▶ _DOCUMENT PASSAGE_:
However, there are still problems with the current research on calibration methods for robotic arms. At present, most of the robot kinematics parameter calibration methods use the joint length parameter and angle parameter identification method at the same time. Although a calibration method that only introduces position constraints can improve the positioning accuracy of the robot to a certain extent, it does not include angle accuracy as an evaluation indicator of the calibration results, and therefore cannot guarantee high angle accuracy. The angle error is usually smaller than the position error, and when measuring the pose error, the angle error is easily drowned out, resulting in poor calibration results. In addition, when using the least squares method for parameter identification, the identification equation is prone to pathological problems. Therefore, error identification will be affected, and compensation accuracy will also decrease.
In this paper, in view of the excellent characteristics of binocular vision that can obtain the full pose of the EE of the tandem robotic arm, and its low measurement cost, simple measurement and high efficiency, binocular vision is used to measure the pose of the EE of the tandem manipulator. Three ceramic standard spheres were used as measurement markers, and the EE pose of the tandem robotic arm was obtained in combination with the self-designed supporting measurement aids. At the same time, the MDH model (Modify-DH) solves the discontinuity problem of the D-H model and allows the obtained kinematic parameter errors to be easily compensated into the control system of the tandem robotic arm. The kinematics model in this paper selects the MDH model for modeling; based on the kinematic parameters of the tandem robotic arm corner control method, an error compensation strategy is established. Through the analysis of the error mapping model, it is found that the length parameter error has no effect on the end angle error, and the angle joint parameters and the length joint parameters are separated and calibrated; in addition, this article cites an ill-conditioned optimization method based on spectral correction iterative method, which completes parameter identification.
Compared to previous research, this article proposes new methods to solve existing problems. First, aiming at the problem of poor absolute accuracy of tandem robotic arms, a separation calibration scheme for kinematic parameter errors is formulated based on binocular vision, which improves the absolute position accuracy and absolute angle accuracy of tandem robotic arms. Second, aiming at the problem that the identification equation is prone to be ill-conditioned, an ill-conditioned optimization method based on the spectral correction method is adopted to make the error identification and compensation more accurate.
The structure of this paper is as follows. The introduction describes the research background and research status of this paper. In the first section, the kinematics modeling of the 6R series manipulator is carried out, including the positive and inverse kinematics solutions and the mapping relationship between the pose error of the end-effector of the serial manipulator. Next, according to the established error mapping relationship, the joint angle parameter error and the length parameter error are separated, and the pose constraint scheme and distance constraint scheme are established. Finally, the identification equation is optimized. The second section discusses the measurement principle of binocular stereo vision and the setting of measurement markers. The third section carries out the simulation experiment and the real machine experiment of the serial manipulator and discusses the experimental results. The conclusion part summarizes the research content and significance of this paper and proposes future research directions.

Collected data:

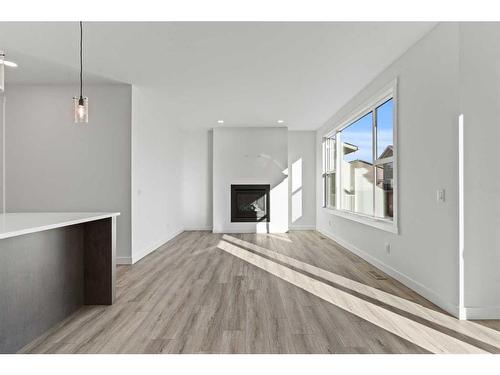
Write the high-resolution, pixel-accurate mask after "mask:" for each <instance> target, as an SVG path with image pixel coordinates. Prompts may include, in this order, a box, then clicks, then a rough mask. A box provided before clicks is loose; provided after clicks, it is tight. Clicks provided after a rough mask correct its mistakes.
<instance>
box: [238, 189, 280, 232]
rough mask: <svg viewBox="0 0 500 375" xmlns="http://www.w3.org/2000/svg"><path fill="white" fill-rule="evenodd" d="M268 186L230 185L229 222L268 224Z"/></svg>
mask: <svg viewBox="0 0 500 375" xmlns="http://www.w3.org/2000/svg"><path fill="white" fill-rule="evenodd" d="M269 191H270V185H231V222H232V223H240V222H246V223H248V222H251V223H258V222H269V221H270V218H271V214H270V196H269V195H270V194H269Z"/></svg>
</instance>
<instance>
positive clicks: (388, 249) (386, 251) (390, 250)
mask: <svg viewBox="0 0 500 375" xmlns="http://www.w3.org/2000/svg"><path fill="white" fill-rule="evenodd" d="M385 252H386V253H387V254H390V253H391V244H390V243H389V242H386V243H385Z"/></svg>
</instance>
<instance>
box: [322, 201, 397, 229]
mask: <svg viewBox="0 0 500 375" xmlns="http://www.w3.org/2000/svg"><path fill="white" fill-rule="evenodd" d="M323 210H324V211H325V212H327V213H328V214H331V215H335V216H339V217H342V218H344V219H348V220H352V221H355V222H357V223H361V224H365V225H368V226H370V227H374V228H377V229H380V230H383V231H386V232H390V233H394V234H398V233H399V230H398V226H397V224H396V222H394V221H389V220H384V219H377V218H374V217H370V216H365V215H361V214H357V213H355V212H349V211H343V210H337V209H335V208H327V207H323Z"/></svg>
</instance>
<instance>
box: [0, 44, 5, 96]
mask: <svg viewBox="0 0 500 375" xmlns="http://www.w3.org/2000/svg"><path fill="white" fill-rule="evenodd" d="M4 58H5V55H4V53H3V52H2V51H0V92H4V91H5V81H4V77H5V74H4V67H5V65H4V63H3V59H4Z"/></svg>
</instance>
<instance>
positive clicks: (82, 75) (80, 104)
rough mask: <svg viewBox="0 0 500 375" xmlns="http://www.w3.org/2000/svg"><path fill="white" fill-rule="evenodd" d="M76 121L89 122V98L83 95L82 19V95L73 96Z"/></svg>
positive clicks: (80, 82) (81, 60)
mask: <svg viewBox="0 0 500 375" xmlns="http://www.w3.org/2000/svg"><path fill="white" fill-rule="evenodd" d="M73 112H74V116H75V123H87V122H89V99H88V98H87V97H85V96H83V22H82V21H80V96H79V97H78V96H75V97H73Z"/></svg>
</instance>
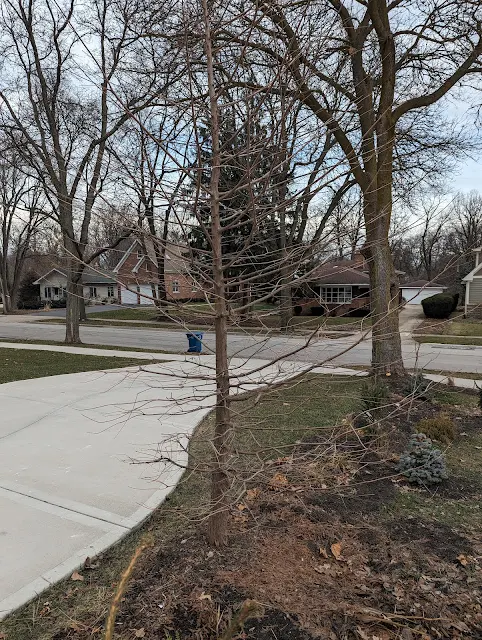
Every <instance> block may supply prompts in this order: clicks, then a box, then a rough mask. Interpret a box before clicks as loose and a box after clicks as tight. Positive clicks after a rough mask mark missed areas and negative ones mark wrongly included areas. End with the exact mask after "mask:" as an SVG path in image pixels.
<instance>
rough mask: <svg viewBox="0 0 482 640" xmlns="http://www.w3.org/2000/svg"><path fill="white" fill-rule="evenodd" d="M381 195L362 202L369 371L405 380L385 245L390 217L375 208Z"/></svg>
mask: <svg viewBox="0 0 482 640" xmlns="http://www.w3.org/2000/svg"><path fill="white" fill-rule="evenodd" d="M380 195H381V194H380V193H378V194H377V196H378V197H375V198H371V197H370V194H368V195H367V194H365V202H364V214H365V224H366V229H367V243H366V245H365V247H364V248H363V249H362V254H363V255H364V257H365V258H366V260H367V262H368V268H369V274H370V307H371V315H372V325H373V328H372V369H373V372H374V373H375V375H377V376H404V375H405V368H404V365H403V358H402V345H401V339H400V329H399V319H398V307H399V283H398V278H397V276H396V273H395V267H394V264H393V258H392V252H391V249H390V244H389V241H388V228H389V224H390V217H389V215H387V212H386V211H381V210H380V208H379V206H377V205H379V204H380V202H381V198H380ZM389 195H390V194H385V197H388V196H389Z"/></svg>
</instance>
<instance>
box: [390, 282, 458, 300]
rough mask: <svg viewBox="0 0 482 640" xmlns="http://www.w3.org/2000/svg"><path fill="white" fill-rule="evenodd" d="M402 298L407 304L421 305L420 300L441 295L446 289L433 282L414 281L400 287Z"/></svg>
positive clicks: (441, 284)
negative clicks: (434, 296) (402, 298)
mask: <svg viewBox="0 0 482 640" xmlns="http://www.w3.org/2000/svg"><path fill="white" fill-rule="evenodd" d="M400 288H401V290H402V297H403V298H404V299H405V300H406V302H407V304H422V300H425V298H430V296H434V295H435V294H436V293H443V292H444V291H445V289H446V288H447V287H444V285H442V284H438V283H437V282H434V281H433V280H414V281H413V282H407V283H406V284H402V285H401V286H400Z"/></svg>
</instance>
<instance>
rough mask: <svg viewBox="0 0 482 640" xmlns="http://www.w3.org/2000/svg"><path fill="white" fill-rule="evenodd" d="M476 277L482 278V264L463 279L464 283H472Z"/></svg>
mask: <svg viewBox="0 0 482 640" xmlns="http://www.w3.org/2000/svg"><path fill="white" fill-rule="evenodd" d="M479 271H480V273H479ZM474 277H476V278H481V277H482V262H481V263H480V264H478V265H477V266H476V267H474V268H473V269H472V271H471V272H470V273H468V274H467V275H466V276H465V278H462V282H472V280H473V279H474Z"/></svg>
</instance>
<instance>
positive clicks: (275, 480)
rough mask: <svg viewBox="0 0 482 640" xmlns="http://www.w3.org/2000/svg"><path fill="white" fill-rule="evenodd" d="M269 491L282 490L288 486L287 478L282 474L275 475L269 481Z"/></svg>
mask: <svg viewBox="0 0 482 640" xmlns="http://www.w3.org/2000/svg"><path fill="white" fill-rule="evenodd" d="M269 486H270V488H271V489H282V488H283V487H286V486H288V478H287V477H286V476H285V475H284V474H283V473H275V474H274V476H273V477H272V478H271V480H270V481H269Z"/></svg>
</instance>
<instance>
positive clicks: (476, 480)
mask: <svg viewBox="0 0 482 640" xmlns="http://www.w3.org/2000/svg"><path fill="white" fill-rule="evenodd" d="M469 398H471V396H469ZM463 404H465V406H469V404H470V401H468V402H466V403H463ZM462 428H463V425H462ZM444 454H445V459H446V463H447V469H448V471H449V475H450V476H453V475H456V476H457V478H459V479H461V480H462V481H464V483H467V484H468V485H469V486H472V487H474V488H476V489H477V488H478V493H479V494H480V493H482V433H475V434H468V435H463V436H458V437H457V439H456V440H455V441H454V443H453V444H452V445H451V446H448V447H446V448H444ZM388 513H389V515H390V517H393V518H399V517H400V518H404V517H407V516H408V517H413V516H417V517H419V518H421V519H423V520H432V521H433V520H435V521H437V522H442V523H444V524H446V525H447V526H449V527H455V528H457V529H458V528H465V527H472V528H473V529H474V530H479V531H480V527H482V505H481V504H480V502H479V500H478V499H477V498H476V499H473V497H472V496H471V495H470V492H469V491H467V495H460V497H458V498H446V497H442V496H439V495H438V491H437V487H434V489H433V493H432V494H428V493H427V492H422V491H417V490H414V491H409V492H406V493H399V494H398V495H397V497H396V499H395V501H394V502H393V503H392V504H391V505H390V506H389V508H388Z"/></svg>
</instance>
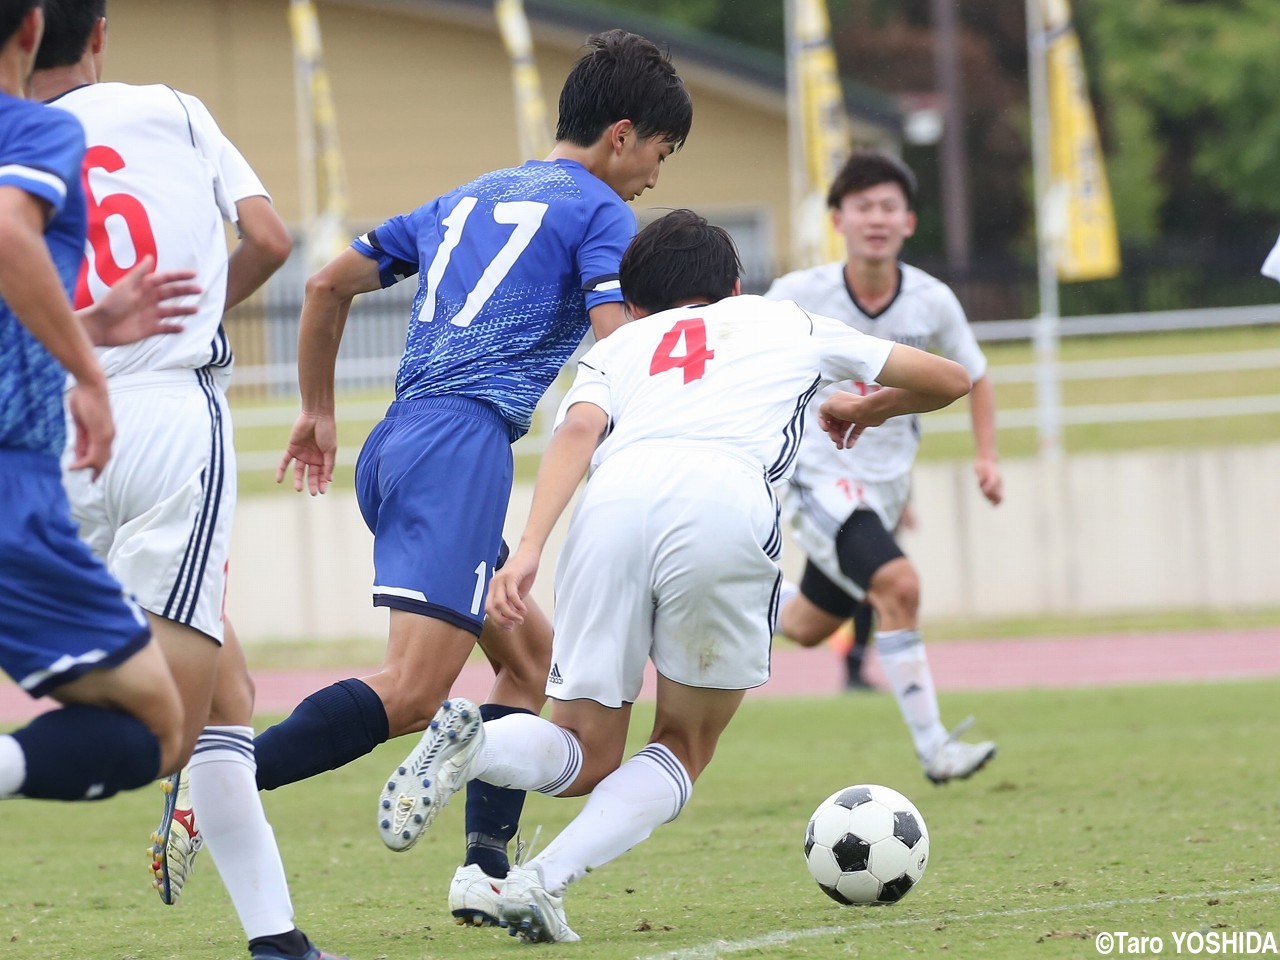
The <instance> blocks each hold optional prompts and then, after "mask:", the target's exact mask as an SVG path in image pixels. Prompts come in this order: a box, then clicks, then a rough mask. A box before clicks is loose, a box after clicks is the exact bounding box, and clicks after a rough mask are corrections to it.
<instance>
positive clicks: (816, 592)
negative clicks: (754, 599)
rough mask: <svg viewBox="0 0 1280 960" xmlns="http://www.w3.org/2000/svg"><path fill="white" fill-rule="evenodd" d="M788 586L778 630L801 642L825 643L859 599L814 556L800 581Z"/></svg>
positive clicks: (799, 643) (805, 645) (779, 616)
mask: <svg viewBox="0 0 1280 960" xmlns="http://www.w3.org/2000/svg"><path fill="white" fill-rule="evenodd" d="M788 586H790V589H783V598H785V599H783V600H782V604H781V607H780V609H778V632H780V634H781V635H782V636H785V637H787V639H788V640H791V641H794V643H796V644H799V645H800V646H817V645H818V644H820V643H823V641H824V640H826V639H827V637H829V636H831V635H832V634H833V632H835V631H836V630H838V628H840V627H841V626H842V625H844V623H845V621H847V620H849V618H850V617H851V616H852V613H854V611H855V609H856V608H858V600H856V599H855V598H854V596H852V595H851V594H850V593H847V591H846V590H845V589H844V588H842V586H841V585H840V584H836V582H835V581H833V580H832V579H831V577H828V576H827V575H826V573H823V572H822V570H819V568H818V566H817V564H815V563H814V562H813V561H812V559H810V561H806V562H805V568H804V575H803V576H801V577H800V584H799V585H788Z"/></svg>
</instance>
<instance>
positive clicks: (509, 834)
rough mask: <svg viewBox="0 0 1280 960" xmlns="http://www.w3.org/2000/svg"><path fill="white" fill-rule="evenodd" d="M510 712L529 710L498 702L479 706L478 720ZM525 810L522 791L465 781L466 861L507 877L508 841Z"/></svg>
mask: <svg viewBox="0 0 1280 960" xmlns="http://www.w3.org/2000/svg"><path fill="white" fill-rule="evenodd" d="M513 713H529V714H531V713H532V710H526V709H525V708H524V707H504V705H502V704H497V703H486V704H481V705H480V718H481V719H486V721H490V719H498V718H499V717H509V716H511V714H513ZM524 809H525V791H524V790H512V788H511V787H495V786H494V785H493V783H485V782H484V781H483V780H472V781H471V782H468V783H467V815H466V822H467V859H466V863H467V864H475V865H476V867H479V868H480V869H481V870H484V872H485V873H488V874H489V876H490V877H506V876H507V870H509V869H511V860H509V859H508V856H507V844H508V842H511V840H512V837H515V836H516V829H517V828H518V827H520V814H521V812H522V810H524Z"/></svg>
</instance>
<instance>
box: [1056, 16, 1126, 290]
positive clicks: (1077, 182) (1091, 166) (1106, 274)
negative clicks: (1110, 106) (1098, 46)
mask: <svg viewBox="0 0 1280 960" xmlns="http://www.w3.org/2000/svg"><path fill="white" fill-rule="evenodd" d="M1041 3H1042V4H1043V10H1044V56H1046V73H1047V76H1048V125H1050V137H1048V142H1050V186H1048V196H1047V198H1046V200H1047V209H1046V211H1044V214H1046V218H1047V227H1048V230H1050V234H1051V237H1052V238H1053V255H1055V257H1053V262H1055V266H1056V268H1057V276H1059V279H1060V280H1098V279H1103V278H1107V276H1115V275H1116V274H1119V273H1120V242H1119V241H1117V238H1116V223H1115V211H1114V210H1112V206H1111V191H1110V188H1108V187H1107V172H1106V165H1105V163H1103V157H1102V148H1101V146H1100V145H1098V129H1097V124H1096V123H1094V120H1093V105H1092V104H1091V102H1089V87H1088V82H1087V79H1085V74H1084V58H1083V56H1082V55H1080V40H1079V37H1076V35H1075V27H1074V26H1073V24H1071V10H1070V6H1069V3H1068V0H1041Z"/></svg>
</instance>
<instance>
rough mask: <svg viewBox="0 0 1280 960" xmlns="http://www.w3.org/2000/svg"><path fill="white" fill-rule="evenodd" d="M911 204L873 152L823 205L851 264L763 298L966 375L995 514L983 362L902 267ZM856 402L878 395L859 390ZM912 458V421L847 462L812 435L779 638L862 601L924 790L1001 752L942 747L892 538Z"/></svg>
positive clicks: (1001, 487) (953, 737)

▶ _TO DO_:
Answer these questions from the passage on robotic arm calibration, one per line:
1. What served as the measurement markers?
2. Which model was chosen for kinematic modeling, and what problem of the D-H model does it solve?
3. What does the second section of the paper discuss?
The listing was taken from a source separate from the passage on robotic arm calibration.

▶ _WRITTEN SOLUTION_:
1. Three ceramic standard spheres.
2. The MDH (Modify-DH) model, which solves the discontinuity problem of the D-H model.
3. The measurement principle of binocular stereo vision and the setting of measurement markers.